(Beginning of PASSAGE SHOWN)

So, here’s how we’ll normally do a MBTI type post: Cognitive function stack-ups, how this manifests the type’s personality in the real world/characteristics, and give you a rough idea of their worldview (how they view themselves, others, the world in general, and problems), maybe how we can understand them better (or, that may be a sub-post. Just saying.), and maybe a real-life example (was going to do fictional characters, but that, along with celebs, is a bit cliche and unnecessary– so instead we’re doing more of historical characters, and *maybe* one or two personal examples 😉 I’ve a couple good ones here, for INTPs… ) if we’ve time. But, since we’ve already covered the functional stack-ups of the INTJ in our previous post on that topic (because examples are wonderful things), I figured, we can just cut to the bone here.

So, the cognitive stack-ups show us the order in which functions are used, the matter of functional preference– and, in this case, which functions the type allows you to witness.

INTJs, due to having Fi and Se as Tertiary and Inferior functions, can be or feel a bit socially awkward, and sometimes cover for this with a calm, polite, if a little aloof facade. Contrary to the social norm, due to the complexity of their Ni and the brainy Te, INTJs usually prefer having their noses in a book, hands and mind working on some complex project that many people may not understand. Now, that doesn’t mean they are stand-offish or entirely unsocial. They tend to cautiously dip their toes into the shallow end of the social people with others, particularly strangers, before conversing (kudos to the cool cat who got that reference from said INTJ, btw. 😉 ). For instance, when I first met my future besties (two of which were INTJ twins), the twins were a little distant. Not cold or anything, distant. Cautious. Feeling me out, vibe-wise, with that unconscious Ni, while slowly but surely getting to know me. Now that SEVEN years have passed, they’ve peeled back a few of those layers for me, to reveal warmer, more caring, and at times very fun-loving, underbellies. And once you’re friends with an INTJ, you’re often with them for life. They are loyal to the end (which is why most of this incredibly guarded type have an relatively low tolerance scale for betrayal…). But they are very smart and cautious about who they let into their inner circle of good friends.

(End of PASSAGE SHOWN)
(Beginning of RECORDED DATA)

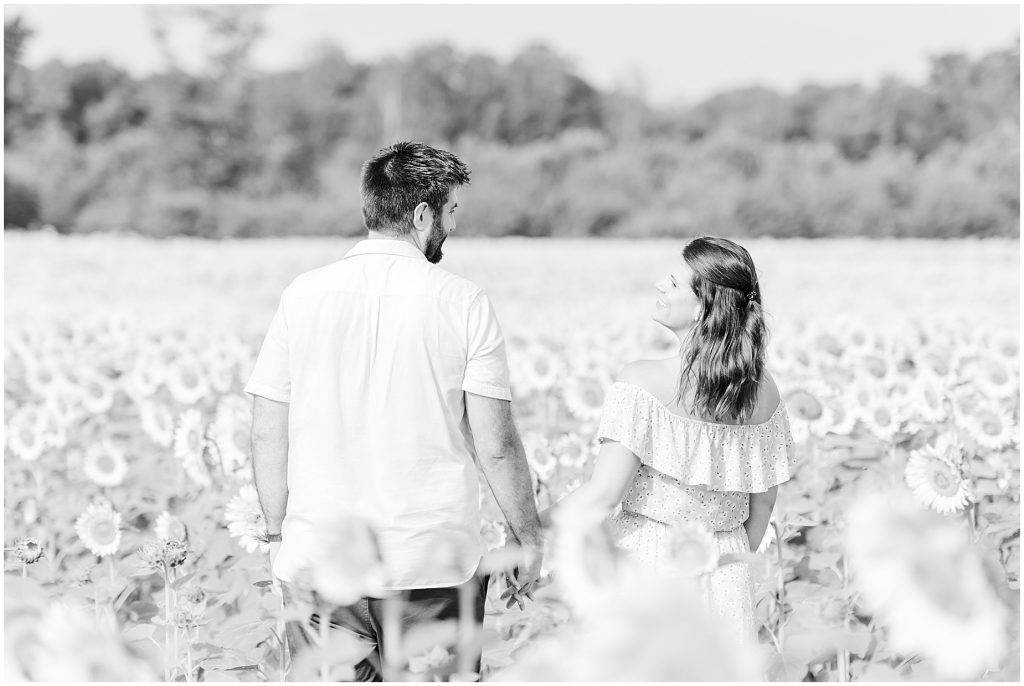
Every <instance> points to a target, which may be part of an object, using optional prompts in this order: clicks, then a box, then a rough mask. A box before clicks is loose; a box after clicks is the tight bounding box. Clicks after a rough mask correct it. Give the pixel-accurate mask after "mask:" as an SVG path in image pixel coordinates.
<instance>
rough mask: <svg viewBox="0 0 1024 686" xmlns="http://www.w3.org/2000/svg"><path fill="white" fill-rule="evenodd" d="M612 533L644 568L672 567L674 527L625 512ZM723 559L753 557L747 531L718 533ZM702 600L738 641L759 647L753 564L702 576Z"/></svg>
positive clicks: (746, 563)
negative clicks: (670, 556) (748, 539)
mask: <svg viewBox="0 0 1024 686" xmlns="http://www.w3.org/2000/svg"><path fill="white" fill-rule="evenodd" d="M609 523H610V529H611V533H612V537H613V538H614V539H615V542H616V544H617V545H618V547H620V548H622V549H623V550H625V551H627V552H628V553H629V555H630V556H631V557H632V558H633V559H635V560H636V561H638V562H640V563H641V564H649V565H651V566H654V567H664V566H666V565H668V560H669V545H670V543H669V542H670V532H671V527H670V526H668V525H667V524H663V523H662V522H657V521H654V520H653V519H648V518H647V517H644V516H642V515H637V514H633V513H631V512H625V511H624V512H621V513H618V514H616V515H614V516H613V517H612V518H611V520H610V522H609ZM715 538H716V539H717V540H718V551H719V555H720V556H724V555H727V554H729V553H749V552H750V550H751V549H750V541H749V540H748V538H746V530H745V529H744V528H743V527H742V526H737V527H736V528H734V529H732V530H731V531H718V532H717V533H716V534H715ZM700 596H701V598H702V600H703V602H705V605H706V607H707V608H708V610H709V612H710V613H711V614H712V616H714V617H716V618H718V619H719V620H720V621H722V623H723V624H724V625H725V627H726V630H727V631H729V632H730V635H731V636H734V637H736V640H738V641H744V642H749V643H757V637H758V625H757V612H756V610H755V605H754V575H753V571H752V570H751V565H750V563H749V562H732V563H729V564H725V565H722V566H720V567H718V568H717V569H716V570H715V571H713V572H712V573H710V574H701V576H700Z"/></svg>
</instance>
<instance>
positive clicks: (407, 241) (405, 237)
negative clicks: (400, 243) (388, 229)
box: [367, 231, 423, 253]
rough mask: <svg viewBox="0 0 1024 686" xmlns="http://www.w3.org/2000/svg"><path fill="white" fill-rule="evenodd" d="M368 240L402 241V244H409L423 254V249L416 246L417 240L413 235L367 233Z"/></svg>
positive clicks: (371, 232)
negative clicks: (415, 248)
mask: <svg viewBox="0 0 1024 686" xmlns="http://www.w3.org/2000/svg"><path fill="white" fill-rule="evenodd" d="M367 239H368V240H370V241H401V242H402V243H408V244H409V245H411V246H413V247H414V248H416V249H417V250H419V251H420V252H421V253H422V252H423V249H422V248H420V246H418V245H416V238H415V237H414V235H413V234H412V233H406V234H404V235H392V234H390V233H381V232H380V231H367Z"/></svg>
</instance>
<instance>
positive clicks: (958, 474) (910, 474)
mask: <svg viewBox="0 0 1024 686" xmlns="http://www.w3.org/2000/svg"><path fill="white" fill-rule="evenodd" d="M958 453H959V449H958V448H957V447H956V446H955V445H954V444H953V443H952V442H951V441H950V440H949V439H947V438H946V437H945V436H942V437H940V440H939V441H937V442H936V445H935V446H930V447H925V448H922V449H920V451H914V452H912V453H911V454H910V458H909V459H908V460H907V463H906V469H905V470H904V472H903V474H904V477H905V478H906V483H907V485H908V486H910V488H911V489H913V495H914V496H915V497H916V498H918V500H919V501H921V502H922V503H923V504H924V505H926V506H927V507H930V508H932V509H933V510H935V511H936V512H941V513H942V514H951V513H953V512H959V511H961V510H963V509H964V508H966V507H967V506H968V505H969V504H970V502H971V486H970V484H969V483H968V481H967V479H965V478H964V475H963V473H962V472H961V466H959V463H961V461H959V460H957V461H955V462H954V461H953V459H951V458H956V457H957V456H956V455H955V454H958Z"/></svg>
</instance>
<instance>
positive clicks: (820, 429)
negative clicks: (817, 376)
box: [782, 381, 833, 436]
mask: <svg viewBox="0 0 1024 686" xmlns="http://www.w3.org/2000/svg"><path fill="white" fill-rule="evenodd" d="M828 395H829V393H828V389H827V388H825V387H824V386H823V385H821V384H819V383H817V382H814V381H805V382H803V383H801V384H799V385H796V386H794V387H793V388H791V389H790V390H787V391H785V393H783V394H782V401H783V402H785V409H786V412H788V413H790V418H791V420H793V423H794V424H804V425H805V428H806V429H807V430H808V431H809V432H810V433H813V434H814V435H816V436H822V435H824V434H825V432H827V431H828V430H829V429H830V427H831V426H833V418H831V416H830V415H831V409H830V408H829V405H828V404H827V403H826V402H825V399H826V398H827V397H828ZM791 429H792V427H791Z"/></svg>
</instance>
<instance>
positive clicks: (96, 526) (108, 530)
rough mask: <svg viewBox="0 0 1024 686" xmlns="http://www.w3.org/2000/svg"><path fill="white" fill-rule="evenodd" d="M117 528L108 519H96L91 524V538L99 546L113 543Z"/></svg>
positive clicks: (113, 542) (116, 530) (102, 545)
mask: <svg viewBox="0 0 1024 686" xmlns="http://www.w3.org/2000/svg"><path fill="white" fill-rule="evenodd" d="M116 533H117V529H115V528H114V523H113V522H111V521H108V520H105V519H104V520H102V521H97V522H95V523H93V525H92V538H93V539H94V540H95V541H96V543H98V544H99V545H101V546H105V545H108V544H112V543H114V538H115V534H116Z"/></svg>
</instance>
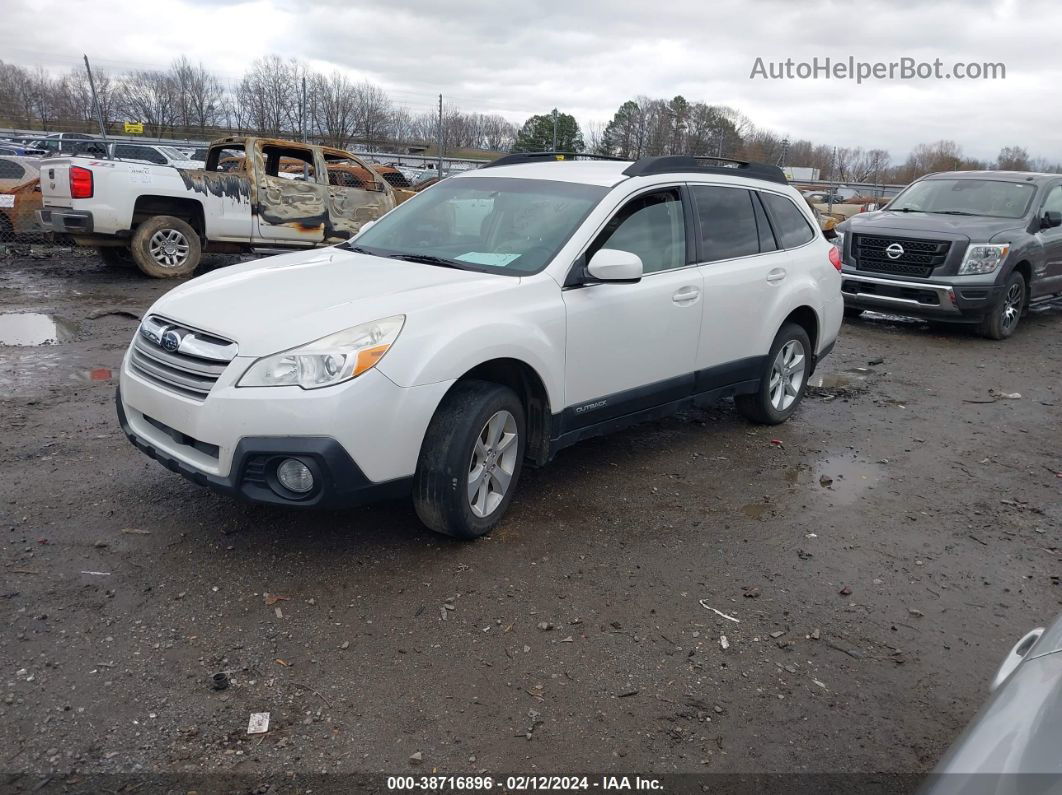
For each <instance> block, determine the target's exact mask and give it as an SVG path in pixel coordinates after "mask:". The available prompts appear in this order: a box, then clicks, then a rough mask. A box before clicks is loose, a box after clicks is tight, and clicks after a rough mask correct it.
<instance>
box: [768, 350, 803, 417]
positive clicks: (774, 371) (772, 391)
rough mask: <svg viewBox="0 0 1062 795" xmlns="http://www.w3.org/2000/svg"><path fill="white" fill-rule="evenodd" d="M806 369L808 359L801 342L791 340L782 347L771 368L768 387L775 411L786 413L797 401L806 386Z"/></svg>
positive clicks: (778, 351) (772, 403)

(End of RECORDED DATA)

▶ **REQUIRED WORK**
**a)** Retype everything in the INTJ post from "So, here’s how" down to "the bone here.".
**b)** Answer these questions from the INTJ post.
(i) Which two functions do INTJs have as their Tertiary and Inferior functions?
(ii) How many years have passed since the writer first met the future best friends?
(iii) Instead of fictional characters and celebrities, what kind of characters will the posts mostly use?

▶ **OUTPUTS BY TASK**
**a)**
So, here’s how we’ll normally do a MBTI type post: Cognitive function stack-ups, how this manifests the type’s personality in the real world/characteristics, and give you a rough idea of their worldview (how they view themselves, others, the world in general, and problems), maybe how we can understand them better (or, that may be a sub-post. Just saying.), and maybe a real-life example (was going to do fictional characters, but that, along with celebs, is a bit cliche and unnecessary– so instead we’re doing more of historical characters, and *maybe* one or two personal examples 😉 I’ve a couple good ones here, for INTPs… ) if we’ve time. But, since we’ve already covered the functional stack-ups of the INTJ in our previous post on that topic (because examples are wonderful things), I figured, we can just cut to the bone here.

**b)**
(i) Fi and Se
(ii) Seven
(iii) Historical characters